Investor owners reshape rental housing -- rhino!UP May 2, 2021
The homeownership market is booming...or is it? While media reports tout rising prices for home sales and new "hot" markets in Middle America, neighborhoods in Cleveland and around the state are seeing "We Buy Houses" signs seems like on every telephone pole. The reality is that Ohio has two housing markets: investors and owners.
While homebuyers are bidding up the value of premium real estate in suburbs, investors are scooping up "bargain" homes in undervalued urban neighborhoods. These investors have two routes to wealth: "flip" these undervalued homes to buyers who are not bankable using rent-to-own scams, or to sell the homes to out of town investors.
To combat the problem of investor buyers scooping up affordable single family houses, California has enacted protections for tenants seeking to become homeowners. California's SB 1079 gives existing tenants of foreclosed properties the opportunity to match any winning bids at foreclosure auctions. The new law also provides a "right to match" to nonprofits, cooperatives, affordable housing developers, and community land trusts.
But as coastal rental markets become out of reach even for investors, a newly released "housing index" claims to identify emerging housing markets in unexpected places. The Wall Street Journal-Realtor.com® index claims to compile variety of factors to determine "hot" buying markets outside of the traditional Coastal Markets. Based on this new index, the Akron Beacon Journal proclaims: Akron area is No. 12 emerging housing market in nation in debut of ranking system.

Input data
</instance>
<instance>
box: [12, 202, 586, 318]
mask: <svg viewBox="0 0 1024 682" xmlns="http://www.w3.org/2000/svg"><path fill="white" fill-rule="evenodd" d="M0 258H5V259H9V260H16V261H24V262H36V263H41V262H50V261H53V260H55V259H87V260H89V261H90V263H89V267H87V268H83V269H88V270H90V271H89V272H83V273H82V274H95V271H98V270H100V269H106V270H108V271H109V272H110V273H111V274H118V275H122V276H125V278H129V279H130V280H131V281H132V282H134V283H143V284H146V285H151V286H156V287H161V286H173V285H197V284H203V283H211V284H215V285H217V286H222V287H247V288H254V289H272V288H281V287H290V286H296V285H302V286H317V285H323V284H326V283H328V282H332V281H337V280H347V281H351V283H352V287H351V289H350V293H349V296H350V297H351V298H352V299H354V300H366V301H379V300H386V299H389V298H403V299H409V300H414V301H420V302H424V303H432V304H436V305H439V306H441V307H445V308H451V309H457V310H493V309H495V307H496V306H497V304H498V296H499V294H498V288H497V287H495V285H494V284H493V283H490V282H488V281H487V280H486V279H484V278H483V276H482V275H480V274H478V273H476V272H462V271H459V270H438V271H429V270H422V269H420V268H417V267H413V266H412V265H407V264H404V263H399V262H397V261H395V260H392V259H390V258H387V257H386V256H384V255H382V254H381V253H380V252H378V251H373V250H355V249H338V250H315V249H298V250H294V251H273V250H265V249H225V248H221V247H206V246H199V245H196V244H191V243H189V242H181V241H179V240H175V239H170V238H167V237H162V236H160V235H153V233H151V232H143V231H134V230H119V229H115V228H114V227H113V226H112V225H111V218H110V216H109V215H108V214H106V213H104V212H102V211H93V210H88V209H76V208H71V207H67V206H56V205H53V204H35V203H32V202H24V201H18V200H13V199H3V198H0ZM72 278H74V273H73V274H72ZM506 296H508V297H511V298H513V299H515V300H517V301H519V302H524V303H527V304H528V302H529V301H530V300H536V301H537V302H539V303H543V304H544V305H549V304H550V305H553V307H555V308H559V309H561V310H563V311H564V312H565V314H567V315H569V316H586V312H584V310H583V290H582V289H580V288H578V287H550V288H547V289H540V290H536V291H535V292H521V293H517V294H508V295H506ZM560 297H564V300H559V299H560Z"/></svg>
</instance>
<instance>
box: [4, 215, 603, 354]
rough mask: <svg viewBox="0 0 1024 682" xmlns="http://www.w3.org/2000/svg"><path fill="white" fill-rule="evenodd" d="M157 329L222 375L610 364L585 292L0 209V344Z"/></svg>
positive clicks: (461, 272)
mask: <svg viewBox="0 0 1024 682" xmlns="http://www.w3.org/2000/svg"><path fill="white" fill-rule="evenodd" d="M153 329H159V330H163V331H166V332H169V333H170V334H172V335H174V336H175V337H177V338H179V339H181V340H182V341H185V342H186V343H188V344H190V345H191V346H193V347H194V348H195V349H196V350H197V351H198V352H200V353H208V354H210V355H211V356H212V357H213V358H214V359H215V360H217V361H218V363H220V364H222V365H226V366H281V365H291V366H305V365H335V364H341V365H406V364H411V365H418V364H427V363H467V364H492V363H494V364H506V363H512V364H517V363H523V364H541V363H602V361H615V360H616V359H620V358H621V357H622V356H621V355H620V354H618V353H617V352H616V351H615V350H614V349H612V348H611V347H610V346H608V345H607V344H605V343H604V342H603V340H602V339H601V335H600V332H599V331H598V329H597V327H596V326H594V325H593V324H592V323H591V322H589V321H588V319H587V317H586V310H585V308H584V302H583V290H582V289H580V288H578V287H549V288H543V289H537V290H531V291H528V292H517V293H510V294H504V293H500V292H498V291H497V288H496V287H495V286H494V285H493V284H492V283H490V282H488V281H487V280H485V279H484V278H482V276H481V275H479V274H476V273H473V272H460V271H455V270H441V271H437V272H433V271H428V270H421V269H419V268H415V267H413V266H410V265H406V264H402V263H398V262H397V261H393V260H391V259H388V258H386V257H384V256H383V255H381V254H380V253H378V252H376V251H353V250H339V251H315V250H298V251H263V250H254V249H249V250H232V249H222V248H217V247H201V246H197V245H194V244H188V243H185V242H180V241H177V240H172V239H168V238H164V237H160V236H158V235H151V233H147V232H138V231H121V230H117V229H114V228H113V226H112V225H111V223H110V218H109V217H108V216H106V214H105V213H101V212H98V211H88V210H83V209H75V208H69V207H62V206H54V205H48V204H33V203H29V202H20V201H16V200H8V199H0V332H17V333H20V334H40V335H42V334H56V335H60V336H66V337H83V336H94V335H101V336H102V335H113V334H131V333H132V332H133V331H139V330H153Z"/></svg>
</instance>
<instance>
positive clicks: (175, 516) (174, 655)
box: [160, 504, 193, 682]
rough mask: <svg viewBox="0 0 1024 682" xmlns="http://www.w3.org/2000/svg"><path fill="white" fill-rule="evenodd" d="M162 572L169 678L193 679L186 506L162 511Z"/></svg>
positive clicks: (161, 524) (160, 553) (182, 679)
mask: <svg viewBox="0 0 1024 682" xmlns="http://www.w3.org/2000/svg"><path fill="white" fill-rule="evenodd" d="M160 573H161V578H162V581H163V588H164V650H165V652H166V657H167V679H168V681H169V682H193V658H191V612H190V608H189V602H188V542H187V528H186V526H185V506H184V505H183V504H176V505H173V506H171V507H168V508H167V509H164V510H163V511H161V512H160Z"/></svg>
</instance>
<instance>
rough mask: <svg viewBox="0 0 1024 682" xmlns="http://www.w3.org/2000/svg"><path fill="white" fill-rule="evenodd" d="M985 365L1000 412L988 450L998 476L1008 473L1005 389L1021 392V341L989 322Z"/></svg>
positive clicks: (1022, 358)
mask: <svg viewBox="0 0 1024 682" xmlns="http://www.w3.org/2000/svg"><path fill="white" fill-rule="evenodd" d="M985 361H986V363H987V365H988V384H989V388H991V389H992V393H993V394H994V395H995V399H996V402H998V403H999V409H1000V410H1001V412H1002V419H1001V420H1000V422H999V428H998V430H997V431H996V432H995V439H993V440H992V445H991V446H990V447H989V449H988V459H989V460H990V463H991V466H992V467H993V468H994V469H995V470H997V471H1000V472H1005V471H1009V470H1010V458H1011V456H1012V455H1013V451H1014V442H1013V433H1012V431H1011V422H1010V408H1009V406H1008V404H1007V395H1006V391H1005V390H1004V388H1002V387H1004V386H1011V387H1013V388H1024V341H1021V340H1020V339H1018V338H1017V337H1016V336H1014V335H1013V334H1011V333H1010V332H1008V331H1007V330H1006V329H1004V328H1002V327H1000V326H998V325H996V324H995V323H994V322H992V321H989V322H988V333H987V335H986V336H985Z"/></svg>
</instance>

Request A
Write out the stretch of the article on investor owners and rental housing from "To combat the" through "community land trusts.".
Request B
In the article on investor owners and rental housing, what opportunity does California's SB 1079 give existing tenants of foreclosed properties?
The material plays no part in this work.

Output A
To combat the problem of investor buyers scooping up affordable single family houses, California has enacted protections for tenants seeking to become homeowners. California's SB 1079 gives existing tenants of foreclosed properties the opportunity to match any winning bids at foreclosure auctions. The new law also provides a "right to match" to nonprofits, cooperatives, affordable housing developers, and community land trusts.

Output B
It gives them the opportunity to match any winning bids at foreclosure auctions.